## TASK STATEMENT
Starting at the line that contains "In the photograph above, where can the suv tire" and ending at the last line of the records below, write out every line again, requests included, and shift each answer coordinate by adding 42 to both of its numbers.

Object pointing records from photographs:
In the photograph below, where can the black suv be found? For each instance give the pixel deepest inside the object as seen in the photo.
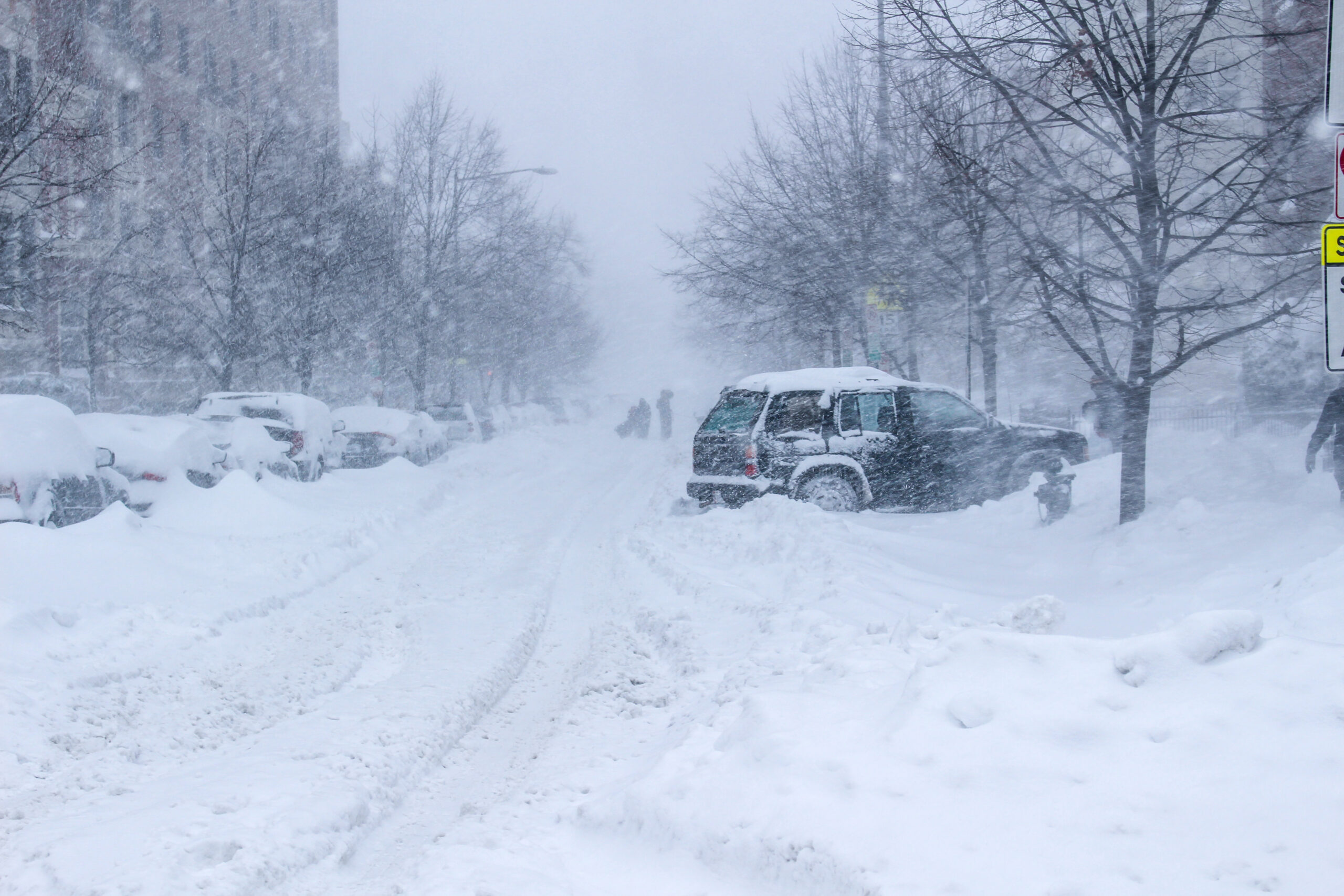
(851, 437)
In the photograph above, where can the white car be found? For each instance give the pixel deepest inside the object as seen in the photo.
(459, 422)
(50, 473)
(150, 449)
(377, 434)
(301, 424)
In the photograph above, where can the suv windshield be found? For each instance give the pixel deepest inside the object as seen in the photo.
(795, 413)
(736, 413)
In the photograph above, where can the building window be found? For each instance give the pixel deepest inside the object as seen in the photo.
(212, 73)
(125, 120)
(183, 50)
(156, 33)
(185, 144)
(23, 82)
(156, 121)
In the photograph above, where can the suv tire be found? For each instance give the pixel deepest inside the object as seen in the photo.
(831, 492)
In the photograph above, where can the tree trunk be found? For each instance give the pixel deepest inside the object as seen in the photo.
(988, 354)
(1133, 462)
(306, 371)
(911, 351)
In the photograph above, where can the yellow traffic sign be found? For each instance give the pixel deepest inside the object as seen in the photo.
(1332, 245)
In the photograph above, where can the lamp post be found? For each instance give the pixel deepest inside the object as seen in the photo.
(506, 174)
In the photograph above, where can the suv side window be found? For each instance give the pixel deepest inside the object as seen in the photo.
(878, 412)
(944, 412)
(851, 421)
(795, 413)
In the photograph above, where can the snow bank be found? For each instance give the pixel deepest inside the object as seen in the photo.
(984, 761)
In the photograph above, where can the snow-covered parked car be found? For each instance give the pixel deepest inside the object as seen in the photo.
(50, 473)
(851, 437)
(374, 436)
(301, 424)
(151, 449)
(459, 422)
(249, 446)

## TASK SOLUTION
In the photograph above, where can the suv tire be found? For each instance give the pixel deepest inside the object as seen in the photo.
(873, 534)
In the photograph above, where can the tree trunk be found? For each instance give the pixel deepest inside the object as seen in the photo.
(1030, 396)
(1175, 504)
(348, 413)
(953, 393)
In the photograph above, where can the yellow traffic sign be found? For each instance give the pixel deepest inside the object as seen in the photo.
(1374, 287)
In the photograph above, where can the lamp post be found? For each instance give the pixel deepest inside the object as seen in the photo.
(548, 216)
In the photograph above, where can the suv side window be found? For each instance give the pixel deepest inside the object as seen in the photo.
(920, 454)
(986, 454)
(893, 463)
(837, 455)
In the photograph above, where can the snow bank be found? For each instance give the pixel deepest inside the object as seen in the photo.
(1026, 803)
In the photograph above, where can the snow-covered parked car be found? For each instance give the pixel deepest inside the object as seen in the photo.
(92, 515)
(893, 479)
(416, 478)
(343, 466)
(193, 491)
(501, 464)
(291, 488)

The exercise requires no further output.